# Point-per-instance localization data:

------------------------------

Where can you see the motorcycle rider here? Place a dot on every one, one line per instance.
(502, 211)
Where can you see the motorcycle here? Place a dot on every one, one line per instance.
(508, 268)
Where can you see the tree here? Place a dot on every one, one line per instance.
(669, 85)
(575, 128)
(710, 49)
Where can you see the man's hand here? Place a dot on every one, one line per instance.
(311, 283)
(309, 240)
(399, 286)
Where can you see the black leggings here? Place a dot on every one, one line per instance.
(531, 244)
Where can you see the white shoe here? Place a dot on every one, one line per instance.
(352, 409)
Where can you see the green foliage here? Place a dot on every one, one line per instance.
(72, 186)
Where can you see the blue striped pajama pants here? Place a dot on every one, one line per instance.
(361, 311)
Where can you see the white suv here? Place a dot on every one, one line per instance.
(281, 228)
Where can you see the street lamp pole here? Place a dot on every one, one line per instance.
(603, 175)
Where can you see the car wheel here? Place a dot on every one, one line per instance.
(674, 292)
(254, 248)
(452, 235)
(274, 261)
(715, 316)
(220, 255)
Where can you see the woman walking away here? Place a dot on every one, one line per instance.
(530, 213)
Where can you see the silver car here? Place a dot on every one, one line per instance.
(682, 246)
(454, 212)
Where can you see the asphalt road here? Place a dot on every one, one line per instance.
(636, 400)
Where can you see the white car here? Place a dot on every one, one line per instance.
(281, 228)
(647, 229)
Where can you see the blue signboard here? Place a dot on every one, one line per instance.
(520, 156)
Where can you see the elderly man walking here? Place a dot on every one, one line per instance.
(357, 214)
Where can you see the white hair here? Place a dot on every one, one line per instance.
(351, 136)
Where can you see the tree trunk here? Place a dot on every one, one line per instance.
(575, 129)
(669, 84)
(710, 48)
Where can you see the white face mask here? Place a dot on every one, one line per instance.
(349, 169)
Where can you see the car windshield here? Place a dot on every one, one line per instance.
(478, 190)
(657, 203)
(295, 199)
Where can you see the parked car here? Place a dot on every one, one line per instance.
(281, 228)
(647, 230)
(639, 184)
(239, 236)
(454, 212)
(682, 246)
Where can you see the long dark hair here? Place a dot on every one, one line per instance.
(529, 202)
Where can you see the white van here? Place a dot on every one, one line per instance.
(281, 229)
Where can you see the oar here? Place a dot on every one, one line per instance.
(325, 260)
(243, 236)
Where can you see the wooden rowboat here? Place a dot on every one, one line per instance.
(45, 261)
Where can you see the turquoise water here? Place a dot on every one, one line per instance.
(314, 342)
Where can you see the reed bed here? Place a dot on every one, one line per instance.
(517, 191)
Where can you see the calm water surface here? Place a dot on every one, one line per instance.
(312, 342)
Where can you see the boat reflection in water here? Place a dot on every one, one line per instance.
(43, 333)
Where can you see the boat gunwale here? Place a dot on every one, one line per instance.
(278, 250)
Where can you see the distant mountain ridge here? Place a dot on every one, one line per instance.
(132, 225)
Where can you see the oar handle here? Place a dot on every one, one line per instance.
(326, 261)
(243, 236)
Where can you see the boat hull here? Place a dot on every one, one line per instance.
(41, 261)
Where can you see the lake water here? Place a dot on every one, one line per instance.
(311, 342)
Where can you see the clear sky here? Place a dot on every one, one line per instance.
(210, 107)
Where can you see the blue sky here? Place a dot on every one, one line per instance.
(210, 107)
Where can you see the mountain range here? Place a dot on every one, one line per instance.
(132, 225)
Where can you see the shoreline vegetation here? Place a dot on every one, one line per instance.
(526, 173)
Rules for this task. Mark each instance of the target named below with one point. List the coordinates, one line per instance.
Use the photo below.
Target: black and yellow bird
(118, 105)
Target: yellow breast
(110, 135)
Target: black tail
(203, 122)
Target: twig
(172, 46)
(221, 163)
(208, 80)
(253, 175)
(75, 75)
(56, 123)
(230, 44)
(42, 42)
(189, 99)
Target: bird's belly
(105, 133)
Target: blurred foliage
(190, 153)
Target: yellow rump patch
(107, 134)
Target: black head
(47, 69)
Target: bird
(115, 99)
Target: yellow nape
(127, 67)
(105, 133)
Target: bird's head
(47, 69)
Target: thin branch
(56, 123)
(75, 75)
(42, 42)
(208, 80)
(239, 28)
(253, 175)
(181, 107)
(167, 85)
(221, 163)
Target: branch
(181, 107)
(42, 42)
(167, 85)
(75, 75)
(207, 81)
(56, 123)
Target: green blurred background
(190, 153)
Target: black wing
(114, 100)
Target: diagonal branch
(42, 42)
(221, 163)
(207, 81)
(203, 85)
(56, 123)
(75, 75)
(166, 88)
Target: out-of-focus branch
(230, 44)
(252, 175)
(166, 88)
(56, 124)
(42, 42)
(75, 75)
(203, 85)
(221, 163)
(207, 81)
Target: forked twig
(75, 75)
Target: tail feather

------------------------------

# WHAT TO PRODUCE:
Work through the data and report how many of its lines hold the word "below", giving only the figure.

# ANSWER TO THE PROBLEM:
2